Editor’s note:This is the second of a 2-part series about the state’s gross production tax rate. The first part of this series is available at ardmoreite.com.

Current budget conversations surrounding the potential for new revenues — or the return of previously forgone revenues — has put the state’s gross production tax for horizontal oil and gas producing wells back in the spotlight.

The current rate sits at 2 percent through a well’s first 36 months, also considered the most productive period of production with as much as 80 percent of the well being depleted in that time frame, according to Mike Cantrell, co-chairman of the Ardmore-based Oklahoma Energy Producers Association. After 36 months the rate moves to 7 percent, well below the national average, though the effective rate of taxation can vary based on other incentives and each state’s tax structure. 

“We’ve had increases (to the effective tax rate) over the last 3 years. The state can’t continue to target the same revenue streams. It will not solve the problems and it can not solve the problems,” Donelle Harder, vice president of communication for the Oklahoma Oil and Gas Association, said.

----

▸ Tasks:
- A) According to the gross production tax article, what rate applies to a horizontal well after its first 36 months?
- B) Reproduce everything in the gross production tax article from "The current rate" down to "state’s tax structure.".

Collected data entries:
----

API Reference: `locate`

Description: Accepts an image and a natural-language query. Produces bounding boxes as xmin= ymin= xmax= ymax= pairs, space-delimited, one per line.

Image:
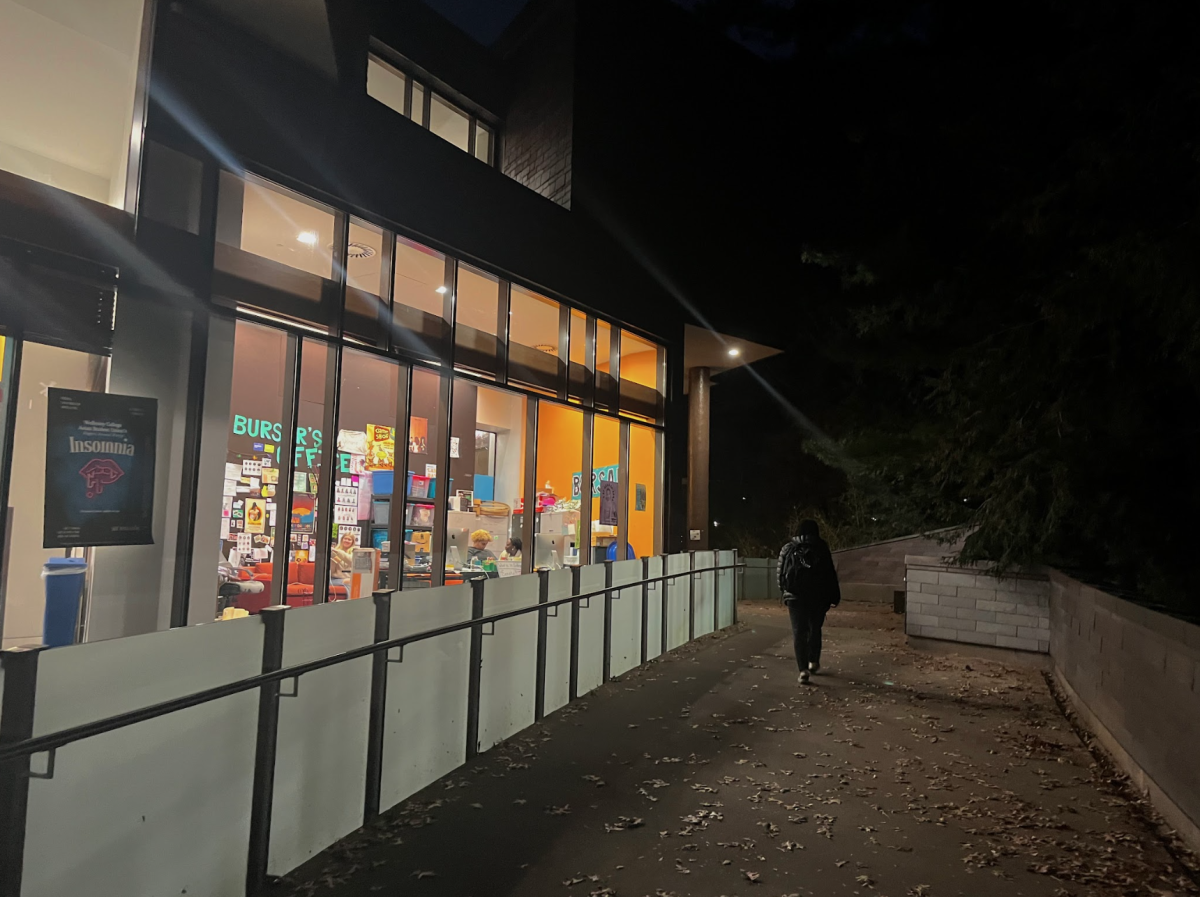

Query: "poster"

xmin=246 ymin=499 xmax=266 ymax=532
xmin=366 ymin=423 xmax=396 ymax=470
xmin=292 ymin=493 xmax=317 ymax=532
xmin=600 ymin=480 xmax=620 ymax=526
xmin=408 ymin=417 xmax=430 ymax=454
xmin=44 ymin=386 xmax=158 ymax=548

----

▸ Answers for this exercise:
- A) 7 percent

- B)
The current rate sits at 2 percent through a well’s first 36 months, also considered the most productive period of production with as much as 80 percent of the well being depleted in that time frame, according to Mike Cantrell, co-chairman of the Ardmore-based Oklahoma Energy Producers Association. After 36 months the rate moves to 7 percent, well below the national average, though the effective rate of taxation can vary based on other incentives and each state’s tax structure.